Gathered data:
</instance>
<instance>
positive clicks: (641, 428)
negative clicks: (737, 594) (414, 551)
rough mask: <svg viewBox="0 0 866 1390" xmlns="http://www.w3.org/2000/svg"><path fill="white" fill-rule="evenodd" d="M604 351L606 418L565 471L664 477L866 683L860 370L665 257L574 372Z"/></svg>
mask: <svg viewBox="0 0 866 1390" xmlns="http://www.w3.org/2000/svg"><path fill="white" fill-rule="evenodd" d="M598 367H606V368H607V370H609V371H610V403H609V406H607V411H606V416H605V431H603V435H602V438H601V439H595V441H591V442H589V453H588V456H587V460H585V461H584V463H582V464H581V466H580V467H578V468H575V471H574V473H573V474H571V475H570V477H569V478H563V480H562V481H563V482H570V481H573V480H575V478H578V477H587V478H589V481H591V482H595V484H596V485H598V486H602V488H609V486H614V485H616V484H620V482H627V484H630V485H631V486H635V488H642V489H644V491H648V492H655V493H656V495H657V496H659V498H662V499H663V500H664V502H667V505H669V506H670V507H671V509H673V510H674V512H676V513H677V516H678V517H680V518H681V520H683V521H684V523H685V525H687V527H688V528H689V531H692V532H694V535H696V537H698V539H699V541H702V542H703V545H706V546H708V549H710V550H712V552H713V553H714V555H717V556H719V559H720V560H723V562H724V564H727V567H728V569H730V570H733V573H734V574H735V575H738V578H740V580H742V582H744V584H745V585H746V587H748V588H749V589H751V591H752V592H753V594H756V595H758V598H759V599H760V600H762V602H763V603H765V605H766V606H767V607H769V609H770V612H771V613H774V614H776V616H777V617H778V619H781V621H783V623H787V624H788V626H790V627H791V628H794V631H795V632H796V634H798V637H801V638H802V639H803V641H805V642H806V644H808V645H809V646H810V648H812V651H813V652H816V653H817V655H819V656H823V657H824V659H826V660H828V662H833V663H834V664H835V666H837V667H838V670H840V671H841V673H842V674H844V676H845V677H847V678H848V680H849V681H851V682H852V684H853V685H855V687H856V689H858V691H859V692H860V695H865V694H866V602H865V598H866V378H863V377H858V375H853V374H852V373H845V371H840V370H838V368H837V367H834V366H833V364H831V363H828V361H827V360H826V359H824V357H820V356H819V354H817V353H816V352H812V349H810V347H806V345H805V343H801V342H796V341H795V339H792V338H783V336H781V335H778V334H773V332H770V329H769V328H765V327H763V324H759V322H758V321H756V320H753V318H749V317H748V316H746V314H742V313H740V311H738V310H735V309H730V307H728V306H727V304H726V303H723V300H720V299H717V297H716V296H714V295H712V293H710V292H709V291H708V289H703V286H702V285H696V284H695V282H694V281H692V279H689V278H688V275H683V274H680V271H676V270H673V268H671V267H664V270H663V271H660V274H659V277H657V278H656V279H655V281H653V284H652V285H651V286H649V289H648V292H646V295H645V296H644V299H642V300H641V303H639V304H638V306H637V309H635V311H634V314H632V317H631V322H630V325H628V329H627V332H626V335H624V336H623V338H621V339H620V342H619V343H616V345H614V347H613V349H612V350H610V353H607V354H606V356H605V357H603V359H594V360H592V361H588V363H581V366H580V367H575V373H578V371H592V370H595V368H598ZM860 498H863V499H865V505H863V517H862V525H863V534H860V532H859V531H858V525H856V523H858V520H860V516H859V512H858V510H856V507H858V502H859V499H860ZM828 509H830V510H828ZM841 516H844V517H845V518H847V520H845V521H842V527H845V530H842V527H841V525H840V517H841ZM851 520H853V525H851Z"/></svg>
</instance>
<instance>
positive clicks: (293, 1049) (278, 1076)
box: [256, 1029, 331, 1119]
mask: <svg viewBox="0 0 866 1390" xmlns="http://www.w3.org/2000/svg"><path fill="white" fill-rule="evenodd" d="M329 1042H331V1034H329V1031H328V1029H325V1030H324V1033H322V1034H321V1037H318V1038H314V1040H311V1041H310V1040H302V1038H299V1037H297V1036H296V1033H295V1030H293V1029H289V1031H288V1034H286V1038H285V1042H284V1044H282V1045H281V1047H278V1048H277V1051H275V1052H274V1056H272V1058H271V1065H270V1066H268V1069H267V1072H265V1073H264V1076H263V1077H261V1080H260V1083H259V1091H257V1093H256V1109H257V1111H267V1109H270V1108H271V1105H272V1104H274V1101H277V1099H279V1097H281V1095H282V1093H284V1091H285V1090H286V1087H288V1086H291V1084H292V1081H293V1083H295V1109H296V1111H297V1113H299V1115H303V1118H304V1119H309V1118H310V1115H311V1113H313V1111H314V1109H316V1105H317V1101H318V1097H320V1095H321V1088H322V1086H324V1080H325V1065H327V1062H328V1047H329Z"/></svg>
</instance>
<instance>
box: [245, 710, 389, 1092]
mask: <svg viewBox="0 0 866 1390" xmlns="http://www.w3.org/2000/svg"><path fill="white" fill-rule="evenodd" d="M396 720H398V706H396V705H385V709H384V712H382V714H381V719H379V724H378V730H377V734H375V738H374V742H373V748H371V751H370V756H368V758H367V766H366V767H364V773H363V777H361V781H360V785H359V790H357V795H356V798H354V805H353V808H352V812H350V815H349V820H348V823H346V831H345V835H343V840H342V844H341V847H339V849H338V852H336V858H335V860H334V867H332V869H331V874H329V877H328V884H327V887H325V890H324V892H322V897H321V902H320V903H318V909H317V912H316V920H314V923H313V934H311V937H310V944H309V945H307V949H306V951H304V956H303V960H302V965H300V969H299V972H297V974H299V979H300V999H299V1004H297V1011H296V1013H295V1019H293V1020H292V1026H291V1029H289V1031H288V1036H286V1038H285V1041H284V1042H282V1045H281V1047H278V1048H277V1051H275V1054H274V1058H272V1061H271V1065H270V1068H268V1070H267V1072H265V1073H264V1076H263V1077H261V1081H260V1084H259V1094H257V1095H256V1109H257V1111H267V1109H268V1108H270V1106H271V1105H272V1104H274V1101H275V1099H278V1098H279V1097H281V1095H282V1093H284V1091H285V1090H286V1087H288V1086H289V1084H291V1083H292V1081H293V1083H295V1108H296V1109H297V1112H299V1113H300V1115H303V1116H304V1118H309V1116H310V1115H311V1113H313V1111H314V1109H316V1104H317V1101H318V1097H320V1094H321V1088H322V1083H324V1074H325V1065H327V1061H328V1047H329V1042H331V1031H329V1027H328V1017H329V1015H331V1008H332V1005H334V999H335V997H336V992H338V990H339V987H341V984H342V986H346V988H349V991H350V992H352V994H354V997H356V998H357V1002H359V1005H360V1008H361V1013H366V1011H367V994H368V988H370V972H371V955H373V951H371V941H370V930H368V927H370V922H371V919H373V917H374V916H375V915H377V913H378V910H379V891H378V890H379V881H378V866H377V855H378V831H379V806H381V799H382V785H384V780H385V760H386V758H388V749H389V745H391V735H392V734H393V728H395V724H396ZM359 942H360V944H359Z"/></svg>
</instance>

**PROMPT**
Rewrite the data above with "positive clicks" swapped for "foreground clicks" wherever it occurs, leaving everything else untouched.

**RESPONSE**
</instance>
<instance>
foreground clicks: (641, 428)
negative clicks: (737, 594) (414, 551)
rough mask: <svg viewBox="0 0 866 1390" xmlns="http://www.w3.org/2000/svg"><path fill="white" fill-rule="evenodd" d="M604 351L606 418L565 471L664 477L866 683L860 370L665 257L574 372Z"/></svg>
mask: <svg viewBox="0 0 866 1390" xmlns="http://www.w3.org/2000/svg"><path fill="white" fill-rule="evenodd" d="M598 367H606V368H607V370H609V371H610V403H609V406H607V411H606V416H605V431H603V435H602V438H601V439H595V441H591V442H589V453H588V456H587V460H585V461H584V463H582V464H581V466H580V467H578V468H575V471H574V473H573V474H571V475H570V477H569V478H563V480H562V481H563V482H570V481H573V480H575V478H578V477H587V478H589V481H591V482H595V484H596V485H598V486H602V488H609V486H614V485H616V484H620V482H627V484H630V485H631V486H635V488H642V489H644V491H648V492H655V493H656V495H657V496H659V498H662V499H663V500H664V502H667V505H669V506H670V507H671V509H673V510H674V512H676V513H677V516H678V517H680V518H681V520H683V521H684V523H685V525H687V527H688V528H689V531H692V532H694V535H696V537H698V539H699V541H702V542H703V545H706V546H708V549H710V550H712V552H713V553H714V555H717V556H719V559H720V560H723V562H724V564H727V567H728V569H730V570H733V573H734V574H735V575H738V578H740V580H742V582H744V584H745V585H746V587H748V588H749V589H751V591H752V592H753V594H756V595H758V598H759V599H760V600H762V602H763V603H765V605H766V606H767V607H769V609H770V612H771V613H774V614H776V616H777V617H778V619H781V621H783V623H787V624H788V626H790V627H791V628H794V631H795V632H796V634H798V637H801V638H802V639H803V641H805V642H806V644H808V645H809V646H810V648H812V651H813V652H816V653H817V655H819V656H823V657H824V659H826V660H828V662H833V663H834V664H835V666H837V667H838V670H840V671H841V673H842V674H844V676H845V677H847V678H848V680H849V681H851V682H852V684H853V685H855V687H856V689H858V691H859V692H860V695H865V694H866V602H865V598H866V378H863V377H858V375H853V374H852V373H845V371H840V370H838V368H837V367H834V366H833V364H831V363H828V361H827V360H826V359H824V357H820V356H819V354H817V353H816V352H812V349H810V347H806V345H805V343H801V342H796V341H795V339H792V338H783V336H781V335H778V334H773V332H770V329H769V328H765V327H763V324H759V322H758V321H756V320H753V318H749V317H748V316H746V314H742V313H740V311H738V310H735V309H730V307H728V306H727V304H726V303H723V300H720V299H717V297H716V296H714V295H712V293H710V292H709V291H708V289H703V286H702V285H696V284H695V282H694V281H692V279H689V278H688V275H683V274H680V271H676V270H673V268H671V267H664V270H663V271H660V274H659V277H657V278H656V279H655V281H653V284H652V285H651V286H649V289H648V292H646V295H645V296H644V299H642V300H641V303H639V304H638V306H637V309H635V311H634V314H632V317H631V322H630V325H628V329H627V332H626V335H624V336H623V338H621V339H620V342H619V343H616V345H614V347H613V349H612V350H610V353H607V354H606V356H605V357H603V359H594V360H592V361H588V363H581V366H580V367H575V373H578V371H592V370H595V368H598ZM860 498H863V499H865V505H863V517H862V525H863V534H860V532H859V531H858V525H856V523H858V520H860V516H859V512H858V510H856V507H858V502H859V499H860ZM828 509H830V510H828ZM841 516H844V517H845V518H847V520H845V521H842V527H845V530H842V527H841V525H840V517H841ZM851 520H853V525H851Z"/></svg>
</instance>
<instance>
foreground clicks: (293, 1049) (278, 1076)
box: [256, 1029, 331, 1119]
mask: <svg viewBox="0 0 866 1390" xmlns="http://www.w3.org/2000/svg"><path fill="white" fill-rule="evenodd" d="M329 1042H331V1034H329V1031H328V1029H325V1030H324V1033H322V1034H321V1037H318V1038H314V1040H311V1041H310V1040H302V1038H299V1037H297V1036H296V1033H295V1030H293V1029H289V1031H288V1034H286V1038H285V1042H284V1044H282V1045H281V1047H278V1048H277V1051H275V1052H274V1056H272V1058H271V1065H270V1066H268V1069H267V1072H265V1073H264V1076H263V1077H261V1080H260V1083H259V1091H257V1093H256V1109H257V1111H267V1109H270V1108H271V1105H272V1104H274V1101H277V1099H279V1097H281V1095H282V1093H284V1091H285V1090H286V1087H288V1086H291V1084H292V1081H293V1083H295V1109H296V1111H297V1113H299V1115H303V1118H304V1119H309V1118H310V1115H311V1113H313V1111H314V1109H316V1105H317V1101H318V1097H320V1095H321V1088H322V1086H324V1080H325V1065H327V1062H328V1047H329Z"/></svg>
</instance>
<instance>
box: [245, 710, 389, 1092]
mask: <svg viewBox="0 0 866 1390" xmlns="http://www.w3.org/2000/svg"><path fill="white" fill-rule="evenodd" d="M396 720H398V706H396V705H385V709H384V712H382V714H381V719H379V724H378V730H377V734H375V738H374V742H373V748H371V751H370V756H368V758H367V766H366V767H364V773H363V777H361V781H360V785H359V790H357V795H356V798H354V805H353V808H352V812H350V815H349V820H348V823H346V831H345V835H343V840H342V844H341V847H339V849H338V852H336V858H335V860H334V867H332V869H331V874H329V877H328V884H327V887H325V890H324V892H322V897H321V902H320V903H318V909H317V912H316V920H314V923H313V934H311V937H310V944H309V945H307V949H306V951H304V956H303V960H302V965H300V969H299V972H297V974H299V979H300V999H299V1004H297V1011H296V1013H295V1019H293V1020H292V1026H291V1029H289V1031H288V1036H286V1038H285V1041H284V1042H282V1045H281V1047H278V1048H277V1051H275V1054H274V1058H272V1061H271V1065H270V1068H268V1070H267V1072H265V1073H264V1076H263V1077H261V1081H260V1084H259V1094H257V1095H256V1109H257V1111H267V1109H268V1108H270V1106H271V1105H272V1104H274V1101H275V1099H278V1098H279V1097H281V1095H282V1093H284V1091H285V1090H286V1087H288V1086H289V1084H291V1083H292V1081H293V1083H295V1108H296V1109H297V1112H299V1113H300V1115H303V1116H304V1118H309V1116H310V1115H311V1113H313V1111H314V1109H316V1104H317V1101H318V1097H320V1094H321V1088H322V1083H324V1074H325V1065H327V1061H328V1047H329V1042H331V1031H329V1027H328V1017H329V1015H331V1008H332V1005H334V999H335V997H336V992H338V990H339V987H341V984H342V986H346V988H349V991H350V992H352V994H354V997H356V998H357V1002H359V1005H360V1008H361V1013H366V1011H367V994H368V988H370V972H371V955H373V951H371V941H370V930H368V927H370V922H371V919H373V917H374V916H375V915H377V913H378V910H379V891H378V890H379V881H378V866H377V855H378V831H379V806H381V799H382V785H384V780H385V760H386V758H388V749H389V745H391V735H392V734H393V728H395V724H396ZM359 942H360V944H359Z"/></svg>
</instance>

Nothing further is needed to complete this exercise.